The source of these symptoms tends to be too much work on a caregiver's plate, to the point where many caregivers are so busy that they may neglect their own well-being. Role confusion, which can occur if a caregiver finds it difficult to separate their role as a care provider from their role as a family member or friend, is also a common factor.
Some caregivers set unreasonable expectations for how they will uphold the health and happiness of their care recipient, which is demanding too much from themselves. In some cases, such as when the care recipient is suffering from a progressive disease like Parkinson's or Alzheimer's, the lack of control over the situation can be extremely difficult to accept. Naturally, financial troubles can exacerbate tense situations as well, and caregiving is no exception.
Strategies to Prevent or Mitigate Caregiver Fatigue
What can caregivers do? Here are some steps you can take to help prevent caregiver burnout.
Stay Organized and Prepared
The more prepared you are, the less overwhelmed you will be as a caregiver. Keep all important information and documents in one place, such as in a binder or in separate colored folders. In another notebook or on a smartphone, make an ongoing to-do list and prioritize what needs to get done. For example, you might call your care recipient's insurance company about upcoming health care services so you can feel more in control of the situation.
Planning ahead is an important part of caregiving. Always try to prepare for what's next so you can proactively address expected issues, like paperwork required for the doctor, and handle unexpected issues that may arise, such as the adult daycare closing for a week.
Make Your Life Easier
Believing that there's too little time to do everything can contribute to caregiver burnout. If you're strapped for time, consider taking advantage of delivery services and online shopping sites. Many grocery stores, restaurants and pharmacies offer home delivery, and you can order most items online nowadays.
Creating a routine for your care recipient — for example, waking, bathing, going outside and watching their favorite show — can provide a sense of security for them and make it easier for you to perform your caregiving tasks.
When you're caring for someone else, be sure to take time to care for yourself, even if it's just an hour or two. Taking care of yourself does not mean you're being selfish — it's absolutely critical to effective caregiving. Make sure you're eating nutritious meals and getting plenty of sleep and exercise. It can also be helpful to accept any negative feelings you may have — such as frustration or anger — about your responsibilities or the care recipient. These feelings are normal and do not mean you are a bad person or a bad caregiver.
Accept and Ask for Help
You may plan ahead and take all the steps you can to make caregiving as easy as possible but still feel overwhelmed. In this situation, it's both normal and important to ask for help. This might mean finding someone you trust to talk through any frustrations or challenges, seeking out local support groups or respite care services, or speaking with a professional therapist or social worker to figure matters out.
See if your siblings or close family friends can chip in. You could have a family meeting to see what everyone's willing to do and synchronize schedules for better sharing of care responsibilities. If you can, take advantage of respite care services, which can provide temporary breaks for caregivers, ranging from a couple of hours of in-home care to a short stay in an assisted living facility.
Sometimes people around you want to help but don't know how they can. Consider making a list for the next time someone asks if there is anything they can do. Websites like CaringBridge or Lotsa Helping Hands also allow you to post requests.
Caregiver fatigue does not always occur, but it's important to know your limits and be honest with yourself about your potential to experience burnout. Set realistic, achievable goals for yourself, and accept that you may need to turn to others for help with some tasks. The best antidote may be letting go of perfectionism. Do the best job you can, given your situation, and always be kind to yourself.
+++
> Problem set:
(1) In the passage on caregiver burnout, what can respite care services provide for caregivers?
(2) Please copy the passage on caregiver burnout word for word from "Accept and Ask" to "assisted living facility.".
The records come from a separate source.

> Stored data:
+++
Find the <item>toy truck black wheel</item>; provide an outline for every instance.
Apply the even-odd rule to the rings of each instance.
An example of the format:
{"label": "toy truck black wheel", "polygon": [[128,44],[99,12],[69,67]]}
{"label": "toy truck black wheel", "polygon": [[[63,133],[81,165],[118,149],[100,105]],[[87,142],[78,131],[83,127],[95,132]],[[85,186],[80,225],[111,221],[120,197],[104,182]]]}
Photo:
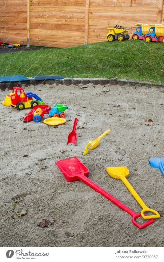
+++
> Responses:
(1) Temporary breaks, ranging from a couple of hours of in-home care to a short stay in an assisted living facility.

(2)
Accept and Ask for Help
You may plan ahead and take all the steps you can to make caregiving as easy as possible but still feel overwhelmed. In this situation, it's both normal and important to ask for help. This might mean finding someone you trust to talk through any frustrations or challenges, seeking out local support groups or respite care services, or speaking with a professional therapist or social worker to figure matters out.
See if your siblings or close family friends can chip in. You could have a family meeting to see what everyone's willing to do and synchronize schedules for better sharing of care responsibilities. If you can, take advantage of respite care services, which can provide temporary breaks for caregivers, ranging from a couple of hours of in-home care to a short stay in an assisted living facility.